→ Work request
In full and without error, repeat the entries below.

(Collected data entries)
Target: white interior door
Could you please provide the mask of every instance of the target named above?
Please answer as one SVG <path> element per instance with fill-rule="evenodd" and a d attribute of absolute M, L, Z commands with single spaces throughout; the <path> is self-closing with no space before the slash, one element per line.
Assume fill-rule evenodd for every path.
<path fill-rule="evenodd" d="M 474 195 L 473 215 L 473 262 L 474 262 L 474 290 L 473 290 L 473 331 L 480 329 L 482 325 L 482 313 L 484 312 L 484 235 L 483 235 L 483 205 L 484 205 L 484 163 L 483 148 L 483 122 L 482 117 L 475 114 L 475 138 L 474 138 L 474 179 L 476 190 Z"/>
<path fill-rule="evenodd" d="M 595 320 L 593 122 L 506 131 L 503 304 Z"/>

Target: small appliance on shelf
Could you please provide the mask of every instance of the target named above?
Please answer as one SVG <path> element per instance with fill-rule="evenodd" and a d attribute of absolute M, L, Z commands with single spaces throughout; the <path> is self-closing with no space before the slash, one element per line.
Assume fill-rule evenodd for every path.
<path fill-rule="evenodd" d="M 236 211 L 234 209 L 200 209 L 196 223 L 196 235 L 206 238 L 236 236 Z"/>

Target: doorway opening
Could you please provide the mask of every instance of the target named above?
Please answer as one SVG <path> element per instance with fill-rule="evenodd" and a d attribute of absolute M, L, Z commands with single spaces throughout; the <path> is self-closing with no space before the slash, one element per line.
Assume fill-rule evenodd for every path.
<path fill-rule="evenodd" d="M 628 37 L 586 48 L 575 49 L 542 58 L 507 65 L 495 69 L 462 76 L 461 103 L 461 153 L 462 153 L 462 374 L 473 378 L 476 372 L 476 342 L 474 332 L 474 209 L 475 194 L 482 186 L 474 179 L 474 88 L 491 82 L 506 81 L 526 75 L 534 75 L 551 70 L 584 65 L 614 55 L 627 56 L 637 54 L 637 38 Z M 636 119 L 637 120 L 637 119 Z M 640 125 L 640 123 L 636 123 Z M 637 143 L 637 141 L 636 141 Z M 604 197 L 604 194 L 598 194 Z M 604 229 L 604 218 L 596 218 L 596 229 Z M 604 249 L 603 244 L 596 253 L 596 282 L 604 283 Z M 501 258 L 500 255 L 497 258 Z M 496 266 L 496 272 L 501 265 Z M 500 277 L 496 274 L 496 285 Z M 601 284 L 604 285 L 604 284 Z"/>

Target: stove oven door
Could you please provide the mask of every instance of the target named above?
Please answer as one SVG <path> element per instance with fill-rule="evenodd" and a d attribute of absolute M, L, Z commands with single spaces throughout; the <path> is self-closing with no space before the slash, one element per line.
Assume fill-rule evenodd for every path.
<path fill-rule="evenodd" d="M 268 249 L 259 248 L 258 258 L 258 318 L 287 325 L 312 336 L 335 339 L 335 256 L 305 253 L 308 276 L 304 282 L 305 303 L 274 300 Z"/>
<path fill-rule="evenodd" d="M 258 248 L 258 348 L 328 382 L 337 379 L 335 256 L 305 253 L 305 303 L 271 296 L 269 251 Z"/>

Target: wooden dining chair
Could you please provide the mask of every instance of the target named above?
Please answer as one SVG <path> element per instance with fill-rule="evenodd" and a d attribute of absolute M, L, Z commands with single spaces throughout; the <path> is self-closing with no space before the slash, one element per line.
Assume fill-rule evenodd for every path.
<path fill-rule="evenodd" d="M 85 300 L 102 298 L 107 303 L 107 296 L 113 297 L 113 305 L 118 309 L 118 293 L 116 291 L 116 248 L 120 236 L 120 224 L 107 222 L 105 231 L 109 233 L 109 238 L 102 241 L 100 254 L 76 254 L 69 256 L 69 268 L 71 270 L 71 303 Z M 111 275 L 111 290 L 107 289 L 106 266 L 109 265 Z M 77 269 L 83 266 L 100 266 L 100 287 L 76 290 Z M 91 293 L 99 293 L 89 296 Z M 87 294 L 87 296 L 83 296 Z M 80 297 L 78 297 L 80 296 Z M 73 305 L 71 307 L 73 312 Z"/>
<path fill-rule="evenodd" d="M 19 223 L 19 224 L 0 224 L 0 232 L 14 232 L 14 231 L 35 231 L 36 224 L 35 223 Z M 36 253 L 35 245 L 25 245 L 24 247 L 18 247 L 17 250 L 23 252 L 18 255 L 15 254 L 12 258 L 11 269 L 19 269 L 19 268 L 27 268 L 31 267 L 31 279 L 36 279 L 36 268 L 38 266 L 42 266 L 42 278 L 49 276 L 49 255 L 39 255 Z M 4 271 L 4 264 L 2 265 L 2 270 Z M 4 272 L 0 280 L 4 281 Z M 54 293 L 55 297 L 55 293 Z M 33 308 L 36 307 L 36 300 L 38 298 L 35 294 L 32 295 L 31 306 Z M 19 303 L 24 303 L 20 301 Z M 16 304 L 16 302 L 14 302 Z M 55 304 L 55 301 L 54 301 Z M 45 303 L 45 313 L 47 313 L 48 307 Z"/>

→ Exercise output
Target: white interior door
Could you please provide the mask of every instance of the target named above?
Please answer as one SVG <path> element per instance with fill-rule="evenodd" and a d attribute of absolute M, L, Z commands with single spaces throughout; the <path> is self-closing with no space before the slash, one element per line.
Assume fill-rule evenodd for every path.
<path fill-rule="evenodd" d="M 474 195 L 473 215 L 473 262 L 474 262 L 474 290 L 473 290 L 473 331 L 480 329 L 482 325 L 482 313 L 484 312 L 484 235 L 483 235 L 483 205 L 484 205 L 484 163 L 483 148 L 483 122 L 482 117 L 475 114 L 475 138 L 474 138 L 474 179 L 476 190 Z"/>
<path fill-rule="evenodd" d="M 595 320 L 593 122 L 506 131 L 503 304 Z"/>

Target: small appliance on shelf
Could you please provide the mask of every instance of the target named above?
Please answer as one SVG <path> element per instance with fill-rule="evenodd" and a d attribute of absolute M, L, Z commands with single spaces throughout; the <path> is self-closing with no space before the slash, one element per line.
Assume fill-rule evenodd for every path.
<path fill-rule="evenodd" d="M 236 211 L 234 209 L 200 209 L 196 223 L 196 235 L 206 238 L 236 236 Z"/>

Target: doorway opening
Could you please provide the mask of every instance of the target named above?
Please answer as one SVG <path> element per instance with fill-rule="evenodd" and a d attribute of absolute M, L, Z commands with single spaces throughout; the <path> is self-closing with no space before the slash, one element per line.
Assume fill-rule evenodd for every path.
<path fill-rule="evenodd" d="M 628 37 L 586 48 L 575 49 L 542 58 L 507 65 L 495 69 L 462 76 L 461 103 L 461 153 L 462 153 L 462 374 L 473 378 L 476 372 L 476 342 L 474 332 L 474 209 L 475 194 L 482 186 L 474 179 L 474 88 L 491 82 L 506 81 L 526 75 L 534 75 L 551 70 L 584 65 L 614 55 L 627 56 L 637 54 L 637 38 Z M 636 119 L 637 120 L 637 119 Z M 640 125 L 640 123 L 636 123 Z M 637 143 L 637 141 L 636 141 Z M 604 197 L 604 194 L 598 194 Z M 604 229 L 604 218 L 596 218 L 596 229 Z M 604 249 L 603 244 L 596 253 L 596 282 L 604 283 Z M 501 258 L 500 255 L 497 258 Z M 496 266 L 496 272 L 501 265 Z M 500 277 L 496 274 L 496 285 Z M 601 284 L 604 285 L 604 284 Z"/>

Target: stove oven door
Could you please provide the mask of every instance of the target named above?
Please answer as one SVG <path> element per instance with fill-rule="evenodd" and a d attribute of absolute M, L, Z commands with single spaces throughout; the <path> is self-closing with no space before the slash, one element per line.
Assume fill-rule evenodd for every path.
<path fill-rule="evenodd" d="M 268 249 L 259 248 L 258 258 L 258 318 L 287 325 L 312 336 L 335 339 L 335 256 L 305 253 L 308 276 L 304 282 L 305 303 L 274 300 Z"/>
<path fill-rule="evenodd" d="M 258 248 L 258 348 L 328 382 L 337 379 L 335 256 L 305 253 L 305 303 L 271 296 L 269 251 Z"/>

Target: wooden dining chair
Could you please provide the mask of every instance of the target named above?
Please answer as one SVG <path> element per instance with fill-rule="evenodd" and a d attribute of absolute M, L, Z commands with single spaces throughout; the <path> is self-closing with no space before the slash, one element per line.
Assume fill-rule evenodd for every path.
<path fill-rule="evenodd" d="M 85 300 L 102 298 L 107 303 L 107 296 L 113 297 L 113 305 L 118 309 L 118 293 L 116 291 L 116 248 L 120 236 L 120 224 L 107 222 L 105 231 L 109 233 L 109 238 L 102 241 L 100 254 L 76 254 L 69 256 L 69 268 L 71 270 L 71 303 Z M 111 275 L 111 290 L 107 289 L 106 266 L 109 265 Z M 77 269 L 83 266 L 100 266 L 100 287 L 76 290 Z M 91 293 L 99 293 L 89 296 Z M 87 294 L 87 296 L 83 296 Z M 80 297 L 78 297 L 80 296 Z M 73 305 L 71 307 L 73 312 Z"/>
<path fill-rule="evenodd" d="M 19 223 L 19 224 L 0 224 L 0 232 L 14 232 L 14 231 L 35 231 L 36 224 L 35 223 Z M 36 253 L 35 245 L 25 245 L 24 247 L 18 247 L 17 250 L 23 252 L 18 255 L 15 254 L 12 258 L 11 269 L 19 269 L 19 268 L 27 268 L 31 267 L 31 279 L 36 279 L 36 268 L 38 266 L 42 266 L 42 278 L 49 276 L 49 255 L 39 255 Z M 4 271 L 4 264 L 2 265 L 2 270 Z M 4 272 L 0 280 L 4 281 Z M 54 293 L 55 297 L 55 293 Z M 33 308 L 36 307 L 36 300 L 38 298 L 35 294 L 32 295 L 31 306 Z M 19 303 L 24 303 L 20 301 Z M 16 304 L 16 302 L 14 302 Z M 55 304 L 55 301 L 54 301 Z M 45 303 L 45 313 L 47 313 L 48 307 Z"/>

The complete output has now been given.